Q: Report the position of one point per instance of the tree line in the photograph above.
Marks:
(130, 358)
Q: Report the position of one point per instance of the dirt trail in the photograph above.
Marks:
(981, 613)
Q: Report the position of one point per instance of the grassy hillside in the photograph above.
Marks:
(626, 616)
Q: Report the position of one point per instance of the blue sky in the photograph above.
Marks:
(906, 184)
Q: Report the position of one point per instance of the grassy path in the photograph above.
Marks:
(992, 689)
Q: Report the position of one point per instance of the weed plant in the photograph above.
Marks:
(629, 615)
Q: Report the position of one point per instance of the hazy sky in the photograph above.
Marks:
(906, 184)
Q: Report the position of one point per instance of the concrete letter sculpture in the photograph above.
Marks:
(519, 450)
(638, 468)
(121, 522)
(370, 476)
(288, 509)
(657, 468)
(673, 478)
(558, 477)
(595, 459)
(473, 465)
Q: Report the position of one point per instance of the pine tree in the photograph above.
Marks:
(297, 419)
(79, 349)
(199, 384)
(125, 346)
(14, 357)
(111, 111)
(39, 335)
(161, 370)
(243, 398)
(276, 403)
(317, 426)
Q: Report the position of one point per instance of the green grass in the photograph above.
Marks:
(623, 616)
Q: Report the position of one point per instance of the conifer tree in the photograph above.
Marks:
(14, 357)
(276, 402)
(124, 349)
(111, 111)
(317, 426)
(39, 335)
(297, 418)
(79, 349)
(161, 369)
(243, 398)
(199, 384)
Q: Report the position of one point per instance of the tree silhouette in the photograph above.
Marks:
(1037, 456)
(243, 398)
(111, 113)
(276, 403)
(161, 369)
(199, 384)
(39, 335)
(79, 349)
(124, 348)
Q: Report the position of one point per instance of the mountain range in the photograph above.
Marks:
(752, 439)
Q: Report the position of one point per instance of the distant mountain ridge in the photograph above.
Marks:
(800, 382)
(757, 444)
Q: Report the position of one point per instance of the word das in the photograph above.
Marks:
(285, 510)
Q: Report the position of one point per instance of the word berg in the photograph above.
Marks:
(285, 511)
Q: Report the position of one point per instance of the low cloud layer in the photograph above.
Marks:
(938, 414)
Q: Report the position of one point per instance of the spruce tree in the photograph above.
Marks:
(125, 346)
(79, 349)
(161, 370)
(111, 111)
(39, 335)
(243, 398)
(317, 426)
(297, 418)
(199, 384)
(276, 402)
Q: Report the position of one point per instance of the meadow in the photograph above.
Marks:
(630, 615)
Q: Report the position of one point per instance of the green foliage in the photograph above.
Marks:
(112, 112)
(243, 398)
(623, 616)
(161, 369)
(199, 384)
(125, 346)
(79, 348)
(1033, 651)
===============
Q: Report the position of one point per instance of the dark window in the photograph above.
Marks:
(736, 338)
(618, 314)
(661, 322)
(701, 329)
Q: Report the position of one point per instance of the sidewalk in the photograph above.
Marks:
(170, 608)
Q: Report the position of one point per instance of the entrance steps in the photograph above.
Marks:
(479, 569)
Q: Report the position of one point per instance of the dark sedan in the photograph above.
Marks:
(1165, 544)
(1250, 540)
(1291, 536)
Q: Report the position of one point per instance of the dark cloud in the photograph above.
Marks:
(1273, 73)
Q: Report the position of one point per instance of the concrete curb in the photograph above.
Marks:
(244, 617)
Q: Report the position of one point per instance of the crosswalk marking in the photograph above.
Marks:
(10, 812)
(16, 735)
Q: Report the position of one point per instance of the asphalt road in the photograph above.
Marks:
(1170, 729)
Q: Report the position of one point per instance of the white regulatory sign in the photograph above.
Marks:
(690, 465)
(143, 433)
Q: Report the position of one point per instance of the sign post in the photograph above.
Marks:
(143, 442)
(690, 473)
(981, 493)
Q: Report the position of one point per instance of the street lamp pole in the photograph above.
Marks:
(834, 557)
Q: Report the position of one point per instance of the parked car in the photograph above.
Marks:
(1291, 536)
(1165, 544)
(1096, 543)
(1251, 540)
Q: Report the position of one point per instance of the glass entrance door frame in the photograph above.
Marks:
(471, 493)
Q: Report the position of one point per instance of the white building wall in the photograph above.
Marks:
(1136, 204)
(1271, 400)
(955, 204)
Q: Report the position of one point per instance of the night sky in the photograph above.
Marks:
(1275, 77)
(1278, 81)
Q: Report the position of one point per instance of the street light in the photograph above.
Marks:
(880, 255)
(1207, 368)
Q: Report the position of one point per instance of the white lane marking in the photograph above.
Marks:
===============
TASK PROMPT
Duplicate the listing from the line containing "steps in the photograph above." through the line containing "(1170, 729)", with both of those lines included.

SOLUTION
Q: Report the position of one point per instance of the entrance steps in the photograph above.
Marks:
(479, 569)
Q: Report the position of one point per instance of the dark sedan in the photograph above.
Marks:
(1165, 544)
(1250, 540)
(1291, 536)
Q: Report the position of one point per instance of the dark cloud in the photograph above.
Marks:
(1273, 73)
Q: Report the position of one point per instance of the concrete curb in the photograph above.
Marks:
(244, 617)
Q: Report the position of one point per instance of the crosswalk marking in the photograph above.
Marks:
(10, 812)
(16, 735)
Q: Report the position of one point per instance of the asphalt road in the photograph above.
Marks:
(1170, 729)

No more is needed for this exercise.